HOW TO COMPLETE THIS TASK: Without the pictures, write out every entry that follows exactly.
_ _ _ _
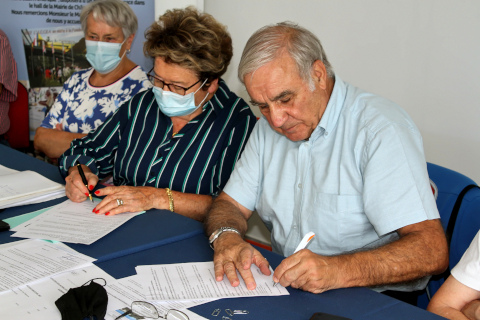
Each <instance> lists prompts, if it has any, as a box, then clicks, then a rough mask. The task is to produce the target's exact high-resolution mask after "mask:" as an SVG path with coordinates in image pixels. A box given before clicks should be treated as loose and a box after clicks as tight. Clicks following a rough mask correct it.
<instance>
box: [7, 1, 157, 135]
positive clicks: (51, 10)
mask: <svg viewBox="0 0 480 320" xmlns="http://www.w3.org/2000/svg"><path fill="white" fill-rule="evenodd" d="M91 1H92V0H2V1H1V3H2V5H1V9H2V10H0V29H2V30H3V31H4V32H5V33H6V35H7V36H8V39H9V41H10V45H11V47H12V52H13V55H14V57H15V60H16V62H17V67H18V79H19V80H23V81H22V82H24V83H25V84H26V86H27V89H28V90H29V118H30V119H29V120H30V125H29V127H30V139H31V140H33V137H34V135H35V130H36V129H37V128H38V126H39V125H40V124H41V122H42V121H43V119H44V117H45V115H46V112H48V110H49V107H51V105H52V104H53V101H54V97H55V96H56V95H58V94H59V93H60V91H61V89H62V85H63V82H64V81H65V80H66V79H68V77H69V76H70V75H71V74H72V73H73V72H74V71H76V70H79V69H83V68H87V67H89V66H90V65H89V63H88V61H87V60H86V59H85V53H84V51H85V40H84V34H83V30H82V28H81V24H80V12H81V10H82V8H83V6H85V5H86V4H88V3H89V2H91ZM124 2H126V3H128V4H129V5H130V7H131V8H132V10H133V11H134V12H135V14H136V16H137V19H138V31H137V33H136V35H135V38H134V40H133V44H132V48H131V52H130V54H129V58H130V60H132V61H133V62H135V63H136V64H138V65H140V66H141V67H142V68H143V69H144V70H145V71H146V72H148V71H149V70H150V69H151V68H152V65H153V64H152V61H151V59H150V58H146V57H145V56H144V55H143V42H144V41H145V37H144V32H145V30H146V29H147V28H148V27H149V26H150V25H151V24H152V23H153V22H154V20H155V14H154V12H155V10H154V7H155V1H153V0H145V1H139V0H124ZM62 44H63V46H62ZM28 80H30V84H29V82H28ZM52 99H53V100H52Z"/></svg>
_ _ _ _
YOUR RESPONSE:
Each <instance> lists prompts, if it has any, as a box, then clicks, then a rough mask. The task is to produce the target's exact high-resolution mask after "mask:" as an SVG path with coordinates in image pixels. A box given before clicks should be treated as loose and a box after clicks as tight. Clicks following a rough mask correct it.
<instance>
box: [7, 1, 157, 135]
positive clicks: (51, 10)
mask: <svg viewBox="0 0 480 320" xmlns="http://www.w3.org/2000/svg"><path fill="white" fill-rule="evenodd" d="M91 1H92V0H2V1H1V3H2V5H1V9H2V10H0V29H2V30H3V31H4V32H5V33H6V35H7V36H8V39H9V41H10V45H11V47H12V52H13V55H14V57H15V60H16V62H17V67H18V79H19V80H23V81H22V82H24V83H25V84H26V86H27V89H28V90H29V118H30V119H29V120H30V125H29V127H30V139H31V140H33V137H34V135H35V130H36V129H37V128H38V126H39V125H40V124H41V122H42V121H43V119H44V117H45V115H46V112H48V110H49V107H51V105H52V104H53V101H54V97H55V96H56V95H58V94H59V93H60V91H61V89H62V85H63V82H64V81H65V80H66V79H68V77H69V76H70V75H71V74H72V73H73V72H74V71H76V70H79V69H83V68H87V67H89V66H90V65H89V63H88V61H87V60H86V59H85V53H84V51H85V40H84V34H83V30H82V28H81V24H80V12H81V10H82V8H83V6H85V5H86V4H88V3H89V2H91ZM124 2H126V3H128V4H129V5H130V7H131V8H132V10H133V11H134V12H135V14H136V16H137V19H138V31H137V33H136V35H135V38H134V40H133V44H132V48H131V52H130V54H129V58H130V60H132V61H133V62H135V63H136V64H138V65H140V66H141V67H142V68H143V69H144V70H145V71H146V72H148V71H149V70H150V69H151V68H152V65H153V64H152V61H151V59H150V58H146V57H145V56H144V55H143V42H144V41H145V37H144V32H145V30H146V29H147V28H148V27H149V26H150V25H151V24H152V23H153V22H154V20H155V14H154V12H155V10H154V7H155V1H153V0H145V1H139V0H124ZM62 44H63V46H62ZM28 80H30V84H29V82H28ZM52 99H53V100H52Z"/></svg>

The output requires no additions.